== GIVEN ENTRIES ==

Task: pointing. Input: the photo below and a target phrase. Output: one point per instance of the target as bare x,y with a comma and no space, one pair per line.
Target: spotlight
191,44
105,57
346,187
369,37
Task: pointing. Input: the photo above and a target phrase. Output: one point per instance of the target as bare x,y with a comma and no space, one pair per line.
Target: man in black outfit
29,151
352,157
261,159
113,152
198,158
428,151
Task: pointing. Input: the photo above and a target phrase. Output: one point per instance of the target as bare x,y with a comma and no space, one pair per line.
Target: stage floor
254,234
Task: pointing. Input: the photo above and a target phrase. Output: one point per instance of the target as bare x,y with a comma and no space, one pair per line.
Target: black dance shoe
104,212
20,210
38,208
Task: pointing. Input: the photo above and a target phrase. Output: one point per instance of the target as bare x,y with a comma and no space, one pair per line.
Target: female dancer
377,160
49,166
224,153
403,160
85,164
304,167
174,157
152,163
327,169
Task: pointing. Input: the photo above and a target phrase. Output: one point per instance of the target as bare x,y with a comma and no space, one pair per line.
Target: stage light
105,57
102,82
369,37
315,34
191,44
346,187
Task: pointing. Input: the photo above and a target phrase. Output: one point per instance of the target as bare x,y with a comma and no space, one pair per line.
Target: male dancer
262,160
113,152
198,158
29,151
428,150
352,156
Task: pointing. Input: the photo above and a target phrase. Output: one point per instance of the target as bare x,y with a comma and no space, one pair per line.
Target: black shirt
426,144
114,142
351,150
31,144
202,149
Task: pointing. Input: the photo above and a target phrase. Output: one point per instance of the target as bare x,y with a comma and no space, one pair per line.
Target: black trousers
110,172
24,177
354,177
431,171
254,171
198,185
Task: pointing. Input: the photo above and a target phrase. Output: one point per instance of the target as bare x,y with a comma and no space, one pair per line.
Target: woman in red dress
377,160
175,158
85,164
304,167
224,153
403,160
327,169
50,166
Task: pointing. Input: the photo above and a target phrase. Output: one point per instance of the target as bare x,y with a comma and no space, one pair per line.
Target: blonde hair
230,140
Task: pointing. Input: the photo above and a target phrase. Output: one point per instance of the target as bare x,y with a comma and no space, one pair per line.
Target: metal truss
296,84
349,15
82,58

===

» **SET PROBLEM**:
State how many lines of the records above contain the string "stage". Give the number alone.

» **THE COMPLETED TASK**:
2